== Set problem ==
Copy out every one of the entries below word for word, leaving out the pictures.

== Records to use ==
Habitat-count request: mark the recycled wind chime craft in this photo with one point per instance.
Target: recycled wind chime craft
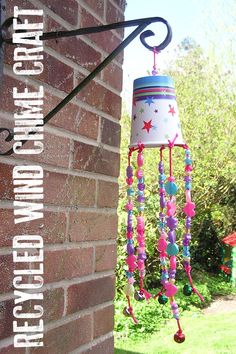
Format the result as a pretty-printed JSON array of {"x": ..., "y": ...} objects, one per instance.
[{"x": 156, "y": 124}]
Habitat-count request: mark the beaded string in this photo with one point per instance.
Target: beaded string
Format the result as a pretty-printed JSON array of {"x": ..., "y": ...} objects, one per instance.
[
  {"x": 162, "y": 243},
  {"x": 189, "y": 210},
  {"x": 141, "y": 251},
  {"x": 131, "y": 259}
]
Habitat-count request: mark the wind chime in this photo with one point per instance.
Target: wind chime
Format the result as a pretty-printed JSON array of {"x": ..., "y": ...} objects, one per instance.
[{"x": 156, "y": 124}]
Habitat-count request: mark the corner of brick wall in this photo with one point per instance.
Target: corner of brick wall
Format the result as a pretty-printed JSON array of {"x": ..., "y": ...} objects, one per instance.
[{"x": 81, "y": 165}]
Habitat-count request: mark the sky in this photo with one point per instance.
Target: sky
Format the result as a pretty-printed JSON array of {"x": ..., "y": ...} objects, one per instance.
[{"x": 198, "y": 19}]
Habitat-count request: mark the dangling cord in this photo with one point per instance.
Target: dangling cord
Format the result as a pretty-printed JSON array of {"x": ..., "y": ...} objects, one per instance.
[
  {"x": 162, "y": 243},
  {"x": 172, "y": 248},
  {"x": 189, "y": 210},
  {"x": 131, "y": 260},
  {"x": 141, "y": 226},
  {"x": 155, "y": 52}
]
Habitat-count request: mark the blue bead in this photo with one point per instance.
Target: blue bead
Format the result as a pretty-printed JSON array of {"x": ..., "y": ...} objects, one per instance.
[
  {"x": 171, "y": 188},
  {"x": 130, "y": 191},
  {"x": 188, "y": 161}
]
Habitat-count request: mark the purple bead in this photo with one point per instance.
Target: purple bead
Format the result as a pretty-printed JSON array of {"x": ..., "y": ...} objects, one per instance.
[
  {"x": 162, "y": 201},
  {"x": 141, "y": 186},
  {"x": 187, "y": 179},
  {"x": 188, "y": 222},
  {"x": 141, "y": 199},
  {"x": 172, "y": 222},
  {"x": 129, "y": 171},
  {"x": 142, "y": 256},
  {"x": 130, "y": 248},
  {"x": 172, "y": 236}
]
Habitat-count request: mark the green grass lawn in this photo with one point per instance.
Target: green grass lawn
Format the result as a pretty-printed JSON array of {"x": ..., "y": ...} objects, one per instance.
[{"x": 205, "y": 334}]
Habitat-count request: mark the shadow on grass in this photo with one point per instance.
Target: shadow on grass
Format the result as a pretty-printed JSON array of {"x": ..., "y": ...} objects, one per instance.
[{"x": 124, "y": 351}]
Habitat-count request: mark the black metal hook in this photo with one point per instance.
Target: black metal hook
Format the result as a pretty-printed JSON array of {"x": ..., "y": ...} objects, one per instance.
[
  {"x": 141, "y": 25},
  {"x": 150, "y": 33}
]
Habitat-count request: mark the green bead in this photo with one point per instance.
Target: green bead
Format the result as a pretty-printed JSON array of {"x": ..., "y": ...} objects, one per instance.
[
  {"x": 162, "y": 299},
  {"x": 172, "y": 249},
  {"x": 187, "y": 290}
]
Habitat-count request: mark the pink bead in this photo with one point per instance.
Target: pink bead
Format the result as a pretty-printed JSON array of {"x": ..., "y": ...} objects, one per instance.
[
  {"x": 129, "y": 181},
  {"x": 140, "y": 220},
  {"x": 129, "y": 234},
  {"x": 139, "y": 174},
  {"x": 140, "y": 160},
  {"x": 129, "y": 206},
  {"x": 172, "y": 262},
  {"x": 131, "y": 280},
  {"x": 188, "y": 168},
  {"x": 188, "y": 195},
  {"x": 162, "y": 245},
  {"x": 171, "y": 208},
  {"x": 141, "y": 264},
  {"x": 189, "y": 209},
  {"x": 171, "y": 289}
]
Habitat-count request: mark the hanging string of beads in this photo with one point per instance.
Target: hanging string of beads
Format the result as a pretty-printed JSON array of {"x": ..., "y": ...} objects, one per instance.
[
  {"x": 162, "y": 243},
  {"x": 189, "y": 210},
  {"x": 141, "y": 251},
  {"x": 131, "y": 259}
]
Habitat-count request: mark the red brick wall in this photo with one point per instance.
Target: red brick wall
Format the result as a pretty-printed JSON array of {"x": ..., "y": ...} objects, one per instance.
[{"x": 81, "y": 166}]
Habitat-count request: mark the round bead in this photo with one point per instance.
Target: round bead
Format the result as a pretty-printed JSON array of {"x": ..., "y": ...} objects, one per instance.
[
  {"x": 187, "y": 290},
  {"x": 172, "y": 249},
  {"x": 171, "y": 188},
  {"x": 162, "y": 299},
  {"x": 179, "y": 337},
  {"x": 139, "y": 174},
  {"x": 139, "y": 296},
  {"x": 126, "y": 312},
  {"x": 129, "y": 290},
  {"x": 140, "y": 160}
]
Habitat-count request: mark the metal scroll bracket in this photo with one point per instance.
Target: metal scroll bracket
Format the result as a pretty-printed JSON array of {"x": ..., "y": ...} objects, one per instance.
[{"x": 140, "y": 24}]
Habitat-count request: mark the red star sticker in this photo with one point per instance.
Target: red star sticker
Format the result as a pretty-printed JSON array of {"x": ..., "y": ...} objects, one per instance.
[
  {"x": 172, "y": 110},
  {"x": 147, "y": 125}
]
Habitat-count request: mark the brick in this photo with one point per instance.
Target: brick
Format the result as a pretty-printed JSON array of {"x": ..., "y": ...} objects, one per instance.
[
  {"x": 73, "y": 48},
  {"x": 92, "y": 226},
  {"x": 112, "y": 74},
  {"x": 110, "y": 133},
  {"x": 52, "y": 227},
  {"x": 67, "y": 264},
  {"x": 72, "y": 118},
  {"x": 68, "y": 190},
  {"x": 6, "y": 272},
  {"x": 113, "y": 14},
  {"x": 108, "y": 194},
  {"x": 56, "y": 74},
  {"x": 105, "y": 257},
  {"x": 94, "y": 159},
  {"x": 103, "y": 321},
  {"x": 6, "y": 185},
  {"x": 91, "y": 293},
  {"x": 63, "y": 339},
  {"x": 100, "y": 97},
  {"x": 104, "y": 347},
  {"x": 53, "y": 305},
  {"x": 68, "y": 11},
  {"x": 11, "y": 350},
  {"x": 100, "y": 39}
]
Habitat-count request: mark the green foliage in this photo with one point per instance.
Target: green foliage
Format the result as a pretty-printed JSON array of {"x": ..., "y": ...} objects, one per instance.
[
  {"x": 153, "y": 316},
  {"x": 205, "y": 99}
]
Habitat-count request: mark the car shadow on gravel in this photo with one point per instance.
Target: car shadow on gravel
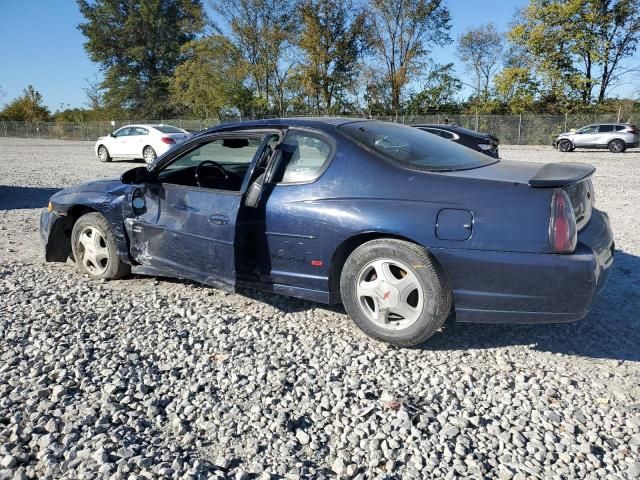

== Exercise result ==
Habitat-count request: mark the recycled wind chime craft in this photo with one point per instance.
Target: recycled wind chime craft
Format the result as a pretty-printed JSON array of {"x": ..., "y": ...} objects, one per instance.
[{"x": 156, "y": 124}]
Habitat-count request: mark the beaded string in this photo with one point per instance.
Target: beaded string
Format the result as a pretty-printed JSON array of {"x": ..., "y": ...} objects, one per instance.
[
  {"x": 162, "y": 243},
  {"x": 189, "y": 210},
  {"x": 141, "y": 251},
  {"x": 131, "y": 259}
]
Habitat-count request: mark the wind chime in this photo with one point per instance.
Target: wind chime
Format the result as a pretty-printed JSON array of {"x": ..., "y": ...} objects, one per instance.
[{"x": 156, "y": 124}]
Habitat-count request: mark the corner of brick wall in this photo with one point per instance.
Target: corner of brick wall
Format the result as a pretty-printed JSON array of {"x": ..., "y": ...} objects, one per instance.
[{"x": 81, "y": 165}]
Habitat-count request: mark the sky in this photo with one point per instance.
Target: sky
Format the result as a pretty-printed JSON array of {"x": ..., "y": ...} objects, one per instance.
[{"x": 198, "y": 19}]
Habitat-count request: mark the dangling cord in this photo with one point per instance.
Target: dangling cord
Format the result as a pretty-printed JSON array of {"x": ..., "y": ...} objects, one per instance.
[
  {"x": 162, "y": 243},
  {"x": 172, "y": 248},
  {"x": 189, "y": 210},
  {"x": 131, "y": 260},
  {"x": 141, "y": 226},
  {"x": 155, "y": 52}
]
Habitat-count request: mark the blue bead in this photo with one point per instance.
Target: blue bead
Format the result as a pretty-printed JSON array of {"x": ..., "y": ...} objects, one per instance.
[
  {"x": 171, "y": 188},
  {"x": 130, "y": 191},
  {"x": 188, "y": 161}
]
Habitat-count request: mark the purple bead in this photo with one point per instance.
Target: purple bead
Format the result as a pretty-printed JSON array of {"x": ..., "y": ...} objects, one per instance.
[
  {"x": 162, "y": 201},
  {"x": 141, "y": 186},
  {"x": 187, "y": 179},
  {"x": 188, "y": 222},
  {"x": 141, "y": 199},
  {"x": 172, "y": 222},
  {"x": 129, "y": 171},
  {"x": 142, "y": 256},
  {"x": 130, "y": 248},
  {"x": 172, "y": 236}
]
Habitat-count request: mark the green grass lawn in this photo with one point per instance.
Target: green grass lawn
Format the result as a pretty-printed JSON array of {"x": ..., "y": ...} objects, one per instance.
[{"x": 205, "y": 334}]
Habitat-count request: mark the shadow on grass in this photo with one point per instance.
Target: shadow on grass
Format the result as a pretty-printed JSON array of {"x": ..., "y": ...} objects, one per instance.
[{"x": 124, "y": 351}]
Habitat-count request: mark the black metal hook in this photo with one point per instance.
Target: black metal hook
Format the result as a pretty-printed JSON array of {"x": ..., "y": ...} objects, one per instance.
[
  {"x": 141, "y": 25},
  {"x": 150, "y": 33}
]
Habitat-count request: mark the green bead in this photo with one point per instance.
Target: green bead
Format the result as a pretty-printed JSON array of {"x": ..., "y": ...} objects, one per instance.
[
  {"x": 162, "y": 299},
  {"x": 172, "y": 249},
  {"x": 187, "y": 290}
]
Habitat-count request: mark the pink bead in this photo with one point per instance.
Target: pink bead
Format the result as a pretty-printed JSON array of {"x": ..., "y": ...} objects, one per instance.
[
  {"x": 129, "y": 181},
  {"x": 140, "y": 220},
  {"x": 129, "y": 234},
  {"x": 139, "y": 174},
  {"x": 140, "y": 160},
  {"x": 129, "y": 206},
  {"x": 172, "y": 262},
  {"x": 131, "y": 280},
  {"x": 188, "y": 168},
  {"x": 188, "y": 195},
  {"x": 162, "y": 245},
  {"x": 171, "y": 208},
  {"x": 141, "y": 264},
  {"x": 189, "y": 209},
  {"x": 171, "y": 289}
]
Habitat-count request: mark the hanging string of beads in this photo with one point per instance.
Target: hanging string of beads
Format the result as a pretty-printed JSON array of {"x": ..., "y": ...} objects, one per instance.
[
  {"x": 162, "y": 243},
  {"x": 189, "y": 210},
  {"x": 141, "y": 251},
  {"x": 131, "y": 259}
]
Habitat-count request: mark the red brick wall in this photo with one point per instance.
Target: red brick wall
Format the result as a pretty-printed JSON array of {"x": ..., "y": ...} objects, one per instance.
[{"x": 81, "y": 166}]
Habitat-count request: mark the round bead in this photo with one point per instance.
Target: round bead
Format the result as a pretty-printed JSON array of {"x": ..., "y": ...} objects, one per instance.
[
  {"x": 187, "y": 290},
  {"x": 172, "y": 249},
  {"x": 171, "y": 188},
  {"x": 162, "y": 299},
  {"x": 179, "y": 337},
  {"x": 139, "y": 174},
  {"x": 139, "y": 296},
  {"x": 126, "y": 312},
  {"x": 129, "y": 290},
  {"x": 140, "y": 160}
]
Habitat-count request: mark the metal scroll bracket in this photo with one point per instance.
Target: metal scroll bracket
Format the result as a pretty-printed JSON array of {"x": ..., "y": ...} objects, one per instance.
[{"x": 140, "y": 24}]
Habitat-count request: mark the red star sticker in this photo with one point per instance.
Target: red star sticker
Format the result as a pretty-printed JSON array of {"x": ..., "y": ...} objects, one per instance.
[
  {"x": 172, "y": 110},
  {"x": 147, "y": 125}
]
Habitat-count request: mark the brick in this photo with one point per instance.
Target: brick
Format the result as a pretty-printed JSON array of {"x": ..., "y": ...} objects, one per instance.
[
  {"x": 73, "y": 48},
  {"x": 92, "y": 226},
  {"x": 112, "y": 74},
  {"x": 110, "y": 133},
  {"x": 52, "y": 227},
  {"x": 67, "y": 264},
  {"x": 72, "y": 118},
  {"x": 68, "y": 190},
  {"x": 6, "y": 272},
  {"x": 113, "y": 14},
  {"x": 108, "y": 194},
  {"x": 56, "y": 74},
  {"x": 105, "y": 257},
  {"x": 94, "y": 159},
  {"x": 103, "y": 321},
  {"x": 6, "y": 185},
  {"x": 91, "y": 293},
  {"x": 63, "y": 339},
  {"x": 100, "y": 97},
  {"x": 104, "y": 347},
  {"x": 53, "y": 305},
  {"x": 68, "y": 11},
  {"x": 11, "y": 350},
  {"x": 100, "y": 39}
]
Habitat-count request: mark the green foliage in this photo with one point per instance.
Target: green foliage
Format the result as a pretty-printed JSON array of {"x": ..., "y": ...} objects, one per instance.
[
  {"x": 153, "y": 316},
  {"x": 205, "y": 99}
]
Habitat-count request: mark the car shadow on gravel in this photo with one point per instance.
Target: car shadow on gravel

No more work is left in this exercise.